A seguire lo spettacolo, Giovanna Paolin interviene nel raccontare il momento dell’incontro con Marta Cuscunà, di come lei fosse rimasta colpita dalla lettura del suo libro e di come l’avesse lasciata libera di interpretare teatralmente il testo. I racconti sono stati spostati, dunque per permettere di creare l’opera teatrale, e questo inizialmente le ha provocato un sottile disagio, da storica qual’è e considerando la cura che ha impegnato nella ricerca storica.
Il suo raccontare scorre veloce e il pubblico risponde con interesse. Viene raccontata la sorellanza delle monache e delle allieva di Angela, e vengono ricordati altri nomi di suore che hanno cercato di raccontare qualcosa attraverso le loro opere.
Si parla dell’onore che per una donna è una delle cose più difficili da affrontare e dalla spontaneità celata da obblighi: sono venuta a farmi monaca spontaneamente perchè sapevo che dovevo venire, perchè mi avevano detto che non mi avrebbero picchiata, perchè immaginavo fosse bello.

◆ **OBIETTIVO DEL COMPITO**
Riporta senza modifiche il passo dell'articolo che inizia con "Il suo raccontare" e termina con "le loro opere.". I dati non servono per svolgere il compito.

◆ **Righe di dati**
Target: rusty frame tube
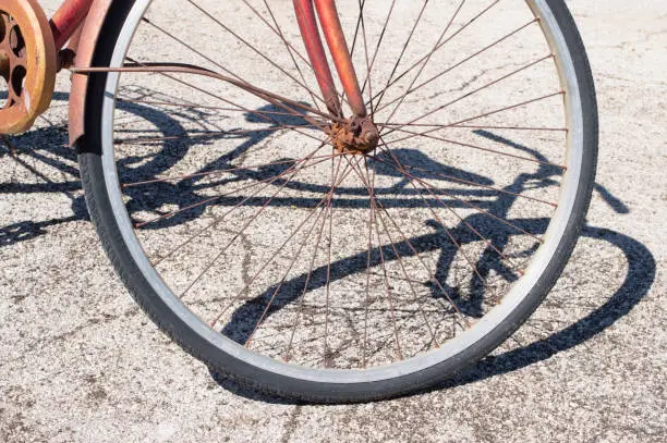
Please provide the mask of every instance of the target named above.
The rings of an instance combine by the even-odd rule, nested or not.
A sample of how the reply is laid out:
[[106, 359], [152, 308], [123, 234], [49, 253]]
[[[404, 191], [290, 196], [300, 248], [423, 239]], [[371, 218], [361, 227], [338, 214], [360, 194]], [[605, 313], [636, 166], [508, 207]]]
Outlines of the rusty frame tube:
[[352, 108], [354, 116], [364, 118], [367, 114], [366, 104], [359, 87], [359, 79], [356, 78], [348, 42], [340, 24], [336, 0], [315, 0], [315, 8], [317, 9], [319, 23], [329, 46], [329, 52], [336, 64], [336, 71], [338, 71], [343, 90], [348, 96], [348, 103]]
[[84, 23], [94, 0], [65, 0], [53, 14], [49, 24], [56, 41], [56, 50], [64, 47], [68, 40]]
[[301, 38], [305, 45], [308, 59], [315, 71], [317, 84], [322, 91], [325, 103], [329, 112], [337, 116], [342, 116], [342, 108], [329, 70], [327, 56], [324, 51], [319, 30], [317, 28], [317, 19], [315, 19], [315, 10], [313, 9], [313, 0], [294, 0], [294, 11], [296, 12], [296, 21], [301, 30]]
[[[81, 25], [81, 34], [78, 45], [76, 46], [76, 56], [74, 58], [74, 66], [89, 67], [93, 62], [95, 47], [100, 38], [100, 29], [111, 8], [113, 0], [94, 0], [90, 10], [88, 11], [83, 25]], [[82, 139], [85, 133], [85, 107], [86, 107], [86, 90], [88, 87], [88, 75], [73, 74], [72, 86], [70, 88], [70, 119], [69, 119], [69, 135], [70, 146], [77, 146], [82, 149]]]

◆ **COMPITO SVOLTO**
Il suo raccontare scorre veloce e il pubblico risponde con interesse. Viene raccontata la sorellanza delle monache e delle allieva di Angela, e vengono ricordati altri nomi di suore che hanno cercato di raccontare qualcosa attraverso le loro opere.